I got in FinTech by chance. I received a call I was not expecting. Until that moment, finance did not ring a bell. Trading floors seemed like movie stuff. The Wolf of Wall Street was not out yet so none of the people I knew whom had embraced this career could explain it to me with a simple example. But it struck some strings: the job required extensive travel and I would be expected to become autonomous fairly quick. I was in for both.

I had to learn quite a few things in little time, and this was a major motivator. Learning how a financial platform is operated, learning the operating model of investment banks, funds and treasuries. Learning finance. Bonds, foreign exchange, rates, equities, derivatives, valuation models. Learning how an operations department works, how a front office desk operates, how risk is managed and what is risk for a financial institution. I am still learning 15 years later.

I started on support but was soon entrusted with high stakes decisions and started looking after much larger accounts. I worked on delivery projects around the world. I got to manage senior and less senior people and I thrived to give them opportunities to grow and that place in the sun at which everyone deserves a shot. That was probably the most rewarding part of the ride.

Although many in the field usually come from engineering, computer science or finance backgrounds, I found out later that many of the fintech professionals I would meet, and not the least impressive ones, came from backgrounds as far from banks and finance as can be. I met business architects who graduated with a BA in geography. Traders who studied history. A project manager who was a commissioned officer in a previous life, honorably discharged after having served his country well and lead battalions on many theaters of operations. Another one who was in the navy and an expert on submarine propulsion. And a legendary developer, trained in chemical engineering and a collector of rare minerals.

Collected data

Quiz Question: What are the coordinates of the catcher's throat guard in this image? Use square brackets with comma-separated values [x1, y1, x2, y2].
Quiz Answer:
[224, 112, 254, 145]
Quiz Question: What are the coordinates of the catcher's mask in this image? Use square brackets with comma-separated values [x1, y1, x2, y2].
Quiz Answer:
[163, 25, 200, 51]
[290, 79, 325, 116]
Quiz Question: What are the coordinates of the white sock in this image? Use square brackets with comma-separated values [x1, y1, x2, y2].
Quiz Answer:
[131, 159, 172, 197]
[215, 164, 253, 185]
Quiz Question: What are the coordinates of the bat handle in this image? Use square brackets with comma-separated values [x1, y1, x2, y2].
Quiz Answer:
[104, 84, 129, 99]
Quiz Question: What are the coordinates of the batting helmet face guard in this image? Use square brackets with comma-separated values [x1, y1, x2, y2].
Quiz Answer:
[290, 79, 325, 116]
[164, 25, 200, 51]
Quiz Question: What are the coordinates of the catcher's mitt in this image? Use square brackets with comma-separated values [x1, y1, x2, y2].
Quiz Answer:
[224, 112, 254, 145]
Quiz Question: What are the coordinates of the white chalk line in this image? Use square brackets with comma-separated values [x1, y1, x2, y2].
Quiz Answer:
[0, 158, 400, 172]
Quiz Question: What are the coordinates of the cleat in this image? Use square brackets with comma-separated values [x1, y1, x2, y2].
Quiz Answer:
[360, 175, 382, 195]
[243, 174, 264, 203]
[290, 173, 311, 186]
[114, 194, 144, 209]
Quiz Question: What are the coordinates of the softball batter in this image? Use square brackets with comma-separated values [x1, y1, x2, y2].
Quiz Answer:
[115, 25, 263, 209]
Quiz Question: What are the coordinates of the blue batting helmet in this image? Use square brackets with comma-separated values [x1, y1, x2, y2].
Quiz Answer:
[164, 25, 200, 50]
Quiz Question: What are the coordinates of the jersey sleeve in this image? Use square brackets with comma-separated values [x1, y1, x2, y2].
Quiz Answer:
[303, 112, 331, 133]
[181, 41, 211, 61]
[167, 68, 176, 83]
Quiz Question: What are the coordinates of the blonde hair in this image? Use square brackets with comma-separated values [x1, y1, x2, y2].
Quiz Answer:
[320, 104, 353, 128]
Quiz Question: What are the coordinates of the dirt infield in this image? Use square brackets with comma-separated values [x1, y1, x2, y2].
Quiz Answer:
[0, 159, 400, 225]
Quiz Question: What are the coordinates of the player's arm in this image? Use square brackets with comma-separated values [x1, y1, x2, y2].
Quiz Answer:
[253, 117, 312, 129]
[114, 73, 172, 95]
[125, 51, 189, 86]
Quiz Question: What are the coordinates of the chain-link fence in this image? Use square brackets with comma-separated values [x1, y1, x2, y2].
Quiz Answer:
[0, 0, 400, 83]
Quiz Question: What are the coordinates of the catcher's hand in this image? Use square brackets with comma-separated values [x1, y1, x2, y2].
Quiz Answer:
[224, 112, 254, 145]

==

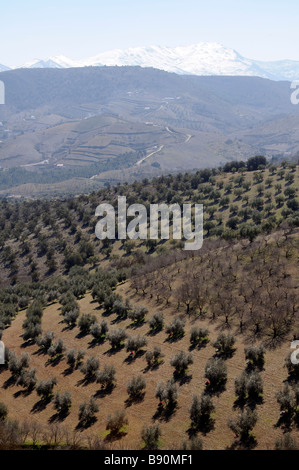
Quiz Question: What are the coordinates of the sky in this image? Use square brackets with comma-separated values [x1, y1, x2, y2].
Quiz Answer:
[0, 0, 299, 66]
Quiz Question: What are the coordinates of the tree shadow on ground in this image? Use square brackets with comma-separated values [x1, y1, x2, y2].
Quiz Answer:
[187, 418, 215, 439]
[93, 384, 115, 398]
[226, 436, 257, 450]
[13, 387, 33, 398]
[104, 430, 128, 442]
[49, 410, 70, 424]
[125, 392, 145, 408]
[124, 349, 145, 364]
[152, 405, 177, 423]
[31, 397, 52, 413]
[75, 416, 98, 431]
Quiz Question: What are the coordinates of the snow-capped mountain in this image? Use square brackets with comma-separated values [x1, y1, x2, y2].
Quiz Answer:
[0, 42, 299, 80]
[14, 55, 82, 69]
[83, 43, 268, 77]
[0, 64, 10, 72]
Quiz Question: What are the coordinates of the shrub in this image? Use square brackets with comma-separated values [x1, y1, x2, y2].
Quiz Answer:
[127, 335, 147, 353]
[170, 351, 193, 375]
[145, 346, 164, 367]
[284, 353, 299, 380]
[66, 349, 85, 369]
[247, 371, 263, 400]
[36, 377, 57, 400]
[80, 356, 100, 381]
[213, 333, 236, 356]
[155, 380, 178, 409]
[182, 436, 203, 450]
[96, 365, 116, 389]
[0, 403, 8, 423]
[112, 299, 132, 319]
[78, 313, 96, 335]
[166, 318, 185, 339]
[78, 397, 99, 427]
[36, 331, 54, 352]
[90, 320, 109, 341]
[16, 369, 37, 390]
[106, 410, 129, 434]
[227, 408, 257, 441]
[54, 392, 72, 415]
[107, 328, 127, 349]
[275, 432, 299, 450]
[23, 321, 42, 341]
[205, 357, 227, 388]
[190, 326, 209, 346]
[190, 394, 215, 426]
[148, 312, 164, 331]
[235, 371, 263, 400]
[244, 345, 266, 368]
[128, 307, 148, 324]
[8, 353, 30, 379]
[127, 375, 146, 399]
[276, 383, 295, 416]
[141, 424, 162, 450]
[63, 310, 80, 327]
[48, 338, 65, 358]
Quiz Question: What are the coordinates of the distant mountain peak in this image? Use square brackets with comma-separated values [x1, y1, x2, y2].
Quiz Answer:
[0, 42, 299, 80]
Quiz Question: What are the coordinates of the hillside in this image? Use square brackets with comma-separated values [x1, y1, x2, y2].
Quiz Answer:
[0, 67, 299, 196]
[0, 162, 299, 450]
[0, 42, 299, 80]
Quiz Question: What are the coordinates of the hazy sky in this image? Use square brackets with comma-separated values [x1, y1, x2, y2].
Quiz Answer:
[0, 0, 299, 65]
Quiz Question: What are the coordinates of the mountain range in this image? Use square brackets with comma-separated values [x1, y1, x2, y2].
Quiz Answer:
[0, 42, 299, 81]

...

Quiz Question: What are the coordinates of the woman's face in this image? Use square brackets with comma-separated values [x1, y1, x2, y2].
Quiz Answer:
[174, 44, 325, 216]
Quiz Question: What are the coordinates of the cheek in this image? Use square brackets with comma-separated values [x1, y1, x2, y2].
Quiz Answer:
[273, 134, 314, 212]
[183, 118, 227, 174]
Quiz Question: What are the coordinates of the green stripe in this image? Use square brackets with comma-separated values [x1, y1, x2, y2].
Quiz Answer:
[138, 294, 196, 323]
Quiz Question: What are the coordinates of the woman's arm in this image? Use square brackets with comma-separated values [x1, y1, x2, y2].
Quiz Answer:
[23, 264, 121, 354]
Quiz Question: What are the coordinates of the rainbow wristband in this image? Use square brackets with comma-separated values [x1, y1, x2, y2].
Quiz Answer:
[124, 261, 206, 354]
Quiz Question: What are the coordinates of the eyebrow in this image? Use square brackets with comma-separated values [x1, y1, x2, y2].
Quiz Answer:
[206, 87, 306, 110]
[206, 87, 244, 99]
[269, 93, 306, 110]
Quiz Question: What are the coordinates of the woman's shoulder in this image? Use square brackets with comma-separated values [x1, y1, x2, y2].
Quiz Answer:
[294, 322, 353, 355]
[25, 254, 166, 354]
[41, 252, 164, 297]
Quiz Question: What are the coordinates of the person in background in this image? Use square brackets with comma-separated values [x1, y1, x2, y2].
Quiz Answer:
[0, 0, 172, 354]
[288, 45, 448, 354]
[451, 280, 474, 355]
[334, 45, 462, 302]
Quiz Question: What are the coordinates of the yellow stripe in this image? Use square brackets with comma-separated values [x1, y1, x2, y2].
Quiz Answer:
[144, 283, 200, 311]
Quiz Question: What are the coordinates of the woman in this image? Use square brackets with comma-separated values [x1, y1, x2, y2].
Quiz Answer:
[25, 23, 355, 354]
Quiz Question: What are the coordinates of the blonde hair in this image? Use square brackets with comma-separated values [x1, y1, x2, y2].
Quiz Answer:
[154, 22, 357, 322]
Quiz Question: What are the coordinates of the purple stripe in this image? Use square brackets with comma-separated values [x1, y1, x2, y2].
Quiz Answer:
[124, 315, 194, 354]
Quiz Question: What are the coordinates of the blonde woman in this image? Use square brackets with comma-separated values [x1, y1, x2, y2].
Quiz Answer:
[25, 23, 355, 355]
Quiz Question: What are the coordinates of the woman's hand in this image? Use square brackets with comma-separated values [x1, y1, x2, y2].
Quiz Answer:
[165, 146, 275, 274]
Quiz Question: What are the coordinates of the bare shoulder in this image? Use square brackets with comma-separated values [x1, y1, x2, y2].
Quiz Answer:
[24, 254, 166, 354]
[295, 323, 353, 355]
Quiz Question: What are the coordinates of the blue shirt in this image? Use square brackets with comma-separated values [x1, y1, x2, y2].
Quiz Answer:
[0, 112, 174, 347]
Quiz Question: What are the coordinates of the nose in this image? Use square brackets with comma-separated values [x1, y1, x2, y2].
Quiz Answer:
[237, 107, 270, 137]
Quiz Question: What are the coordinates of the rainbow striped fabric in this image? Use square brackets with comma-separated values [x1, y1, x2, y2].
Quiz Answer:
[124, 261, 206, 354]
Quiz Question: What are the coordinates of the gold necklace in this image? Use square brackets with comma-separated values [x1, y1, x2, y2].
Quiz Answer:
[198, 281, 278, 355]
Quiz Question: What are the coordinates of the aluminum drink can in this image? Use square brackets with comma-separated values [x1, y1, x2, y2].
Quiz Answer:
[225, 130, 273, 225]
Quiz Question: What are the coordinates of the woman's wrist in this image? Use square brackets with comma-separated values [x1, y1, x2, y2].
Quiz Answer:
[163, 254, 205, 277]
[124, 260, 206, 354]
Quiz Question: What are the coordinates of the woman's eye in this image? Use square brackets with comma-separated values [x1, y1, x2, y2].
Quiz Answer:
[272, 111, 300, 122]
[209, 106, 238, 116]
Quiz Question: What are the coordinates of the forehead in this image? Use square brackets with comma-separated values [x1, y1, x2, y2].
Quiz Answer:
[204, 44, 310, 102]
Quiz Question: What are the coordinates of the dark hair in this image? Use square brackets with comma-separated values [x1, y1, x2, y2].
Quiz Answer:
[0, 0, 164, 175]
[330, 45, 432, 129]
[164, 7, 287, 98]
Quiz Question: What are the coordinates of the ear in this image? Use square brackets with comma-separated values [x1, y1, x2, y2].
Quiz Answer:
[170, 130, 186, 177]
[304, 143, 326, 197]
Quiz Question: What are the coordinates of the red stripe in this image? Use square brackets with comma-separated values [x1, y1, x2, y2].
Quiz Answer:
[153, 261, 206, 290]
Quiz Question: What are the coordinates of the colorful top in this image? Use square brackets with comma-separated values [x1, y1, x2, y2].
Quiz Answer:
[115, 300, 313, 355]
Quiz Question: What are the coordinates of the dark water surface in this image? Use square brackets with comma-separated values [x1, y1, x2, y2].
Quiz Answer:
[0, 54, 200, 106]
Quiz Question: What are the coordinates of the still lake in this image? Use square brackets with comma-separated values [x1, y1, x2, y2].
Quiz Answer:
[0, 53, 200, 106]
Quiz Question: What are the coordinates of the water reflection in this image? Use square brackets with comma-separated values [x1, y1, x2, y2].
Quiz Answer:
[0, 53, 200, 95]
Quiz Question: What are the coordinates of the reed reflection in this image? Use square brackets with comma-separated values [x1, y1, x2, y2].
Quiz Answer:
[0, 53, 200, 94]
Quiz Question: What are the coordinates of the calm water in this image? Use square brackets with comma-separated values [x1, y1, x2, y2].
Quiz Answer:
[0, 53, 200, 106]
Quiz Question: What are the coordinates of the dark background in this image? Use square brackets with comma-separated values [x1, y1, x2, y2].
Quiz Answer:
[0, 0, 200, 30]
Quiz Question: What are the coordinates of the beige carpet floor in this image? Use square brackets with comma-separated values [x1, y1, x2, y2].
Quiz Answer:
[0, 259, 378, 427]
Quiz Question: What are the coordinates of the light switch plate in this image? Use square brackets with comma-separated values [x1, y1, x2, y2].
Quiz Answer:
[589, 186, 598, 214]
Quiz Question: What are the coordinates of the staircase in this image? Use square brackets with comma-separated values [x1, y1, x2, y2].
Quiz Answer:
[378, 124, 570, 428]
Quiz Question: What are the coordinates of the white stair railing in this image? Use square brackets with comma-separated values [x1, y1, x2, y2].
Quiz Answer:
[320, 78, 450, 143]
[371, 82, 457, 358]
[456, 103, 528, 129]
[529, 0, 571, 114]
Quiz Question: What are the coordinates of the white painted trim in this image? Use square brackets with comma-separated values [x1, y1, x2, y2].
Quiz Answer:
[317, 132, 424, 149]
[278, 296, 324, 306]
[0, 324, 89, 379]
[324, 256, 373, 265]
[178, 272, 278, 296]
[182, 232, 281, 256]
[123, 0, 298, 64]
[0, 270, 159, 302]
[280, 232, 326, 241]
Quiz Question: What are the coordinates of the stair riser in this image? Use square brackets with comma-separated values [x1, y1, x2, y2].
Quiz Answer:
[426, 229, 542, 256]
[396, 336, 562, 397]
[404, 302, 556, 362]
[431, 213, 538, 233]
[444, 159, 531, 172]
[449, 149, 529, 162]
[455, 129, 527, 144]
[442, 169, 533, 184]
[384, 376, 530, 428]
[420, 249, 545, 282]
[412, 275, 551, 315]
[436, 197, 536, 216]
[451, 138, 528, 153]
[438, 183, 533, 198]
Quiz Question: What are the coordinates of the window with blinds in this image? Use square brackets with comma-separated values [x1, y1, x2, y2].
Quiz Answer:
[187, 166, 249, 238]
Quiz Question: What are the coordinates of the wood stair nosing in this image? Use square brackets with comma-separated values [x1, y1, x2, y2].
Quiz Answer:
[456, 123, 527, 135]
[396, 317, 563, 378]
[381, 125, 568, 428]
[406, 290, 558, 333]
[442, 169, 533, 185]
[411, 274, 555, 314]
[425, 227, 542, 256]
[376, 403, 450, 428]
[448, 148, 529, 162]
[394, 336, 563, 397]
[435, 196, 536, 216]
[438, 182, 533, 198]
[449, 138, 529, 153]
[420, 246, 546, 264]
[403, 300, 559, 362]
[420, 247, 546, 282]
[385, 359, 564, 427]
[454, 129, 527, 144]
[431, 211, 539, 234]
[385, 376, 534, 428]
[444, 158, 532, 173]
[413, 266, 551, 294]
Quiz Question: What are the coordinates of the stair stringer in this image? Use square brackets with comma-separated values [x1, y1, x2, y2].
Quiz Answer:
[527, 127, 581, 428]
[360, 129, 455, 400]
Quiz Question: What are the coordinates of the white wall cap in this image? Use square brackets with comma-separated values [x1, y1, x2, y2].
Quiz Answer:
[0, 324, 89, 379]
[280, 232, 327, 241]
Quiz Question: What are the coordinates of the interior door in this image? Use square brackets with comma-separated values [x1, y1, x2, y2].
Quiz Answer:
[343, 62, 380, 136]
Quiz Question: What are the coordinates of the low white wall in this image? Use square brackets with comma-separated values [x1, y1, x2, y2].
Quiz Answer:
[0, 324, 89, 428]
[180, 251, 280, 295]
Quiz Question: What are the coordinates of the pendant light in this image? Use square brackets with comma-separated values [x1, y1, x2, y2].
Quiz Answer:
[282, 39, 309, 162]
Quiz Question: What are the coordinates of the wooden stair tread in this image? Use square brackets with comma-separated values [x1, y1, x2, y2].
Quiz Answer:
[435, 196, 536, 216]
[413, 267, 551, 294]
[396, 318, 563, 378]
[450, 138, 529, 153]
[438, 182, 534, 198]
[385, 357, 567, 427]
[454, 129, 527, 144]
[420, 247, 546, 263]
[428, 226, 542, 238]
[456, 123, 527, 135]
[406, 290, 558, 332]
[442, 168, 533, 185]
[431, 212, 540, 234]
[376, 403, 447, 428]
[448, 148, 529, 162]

Complete the following:
**1.** Copy the part of the FinTech career account that begins with the words containing "I got in FinTech" and ends with "in for both.".
**2.** Using the FinTech career account, mark each statement yes or no, quoting the words that decide it: (a) The writer's first role was on support. (b) The Wolf of Wall Street had already come out when the writer received the call. (c) The business architects the writer met had graduated with a BA in history.
**3.** Carry the FinTech career account forward from its final sentence.

Response list:
**1.**
I got in FinTech by chance. I received a call I was not expecting. Until that moment, finance did not ring a bell. Trading floors seemed like movie stuff. The Wolf of Wall Street was not out yet so none of the people I knew whom had embraced this career could explain it to me with a simple example. But it struck some strings: the job required extensive travel and I would be expected to become autonomous fairly quick. I was in for both.

**2.**
(a) Yes: "I started on support"
(b) No: "The Wolf of Wall Street was not out yet"
(c) No: "business architects who graduated with a BA in geography"

**3.**
I also got to work with people from all around the world. French, Italians, Germans, Spanish, English, Welsh, Scots, Icelanders, Swedes, Americans, Brazilians, Lebanese, Syrians, Emirati, Indians, Iranians, Australians, Romanians, Russians, Pakistani, Egyptians, Jordanians, Iraqi, Algerians, Moroccans, Tunisians, Senegalese, South Africans, Ivorians, Belgians, Chinese, Pilipino, Indonesians, Malaysians, Japanese, Singaporeans, Kazakh, Turkish, Greeks, Canadians, Polish, Irish, Omani, Kuwaiti, Palestinians, Columbians, Czech, Dutch, and Bulgarians, to name a few. I faced cultural challenges at times, but it was an enriching experience every time.

I got to travel a lot. There were years I would spend most of my time on business trips, in between the airplane, the hotel and the trading floor. Projects took me to the UK, Italy, Spain, Germany, Sweden, Poland, Iceland, The Netherlands, The United Arab Emirates, Hong Kong, Russia and Turkey, many times over, and I have more stories of nearly missed planes and last minute miracles, of 2AM naps on a random couch on a trading floor somewhere in the world and all night celebrations when the fight is finally over, of epic fails and even more epic successes than I can count.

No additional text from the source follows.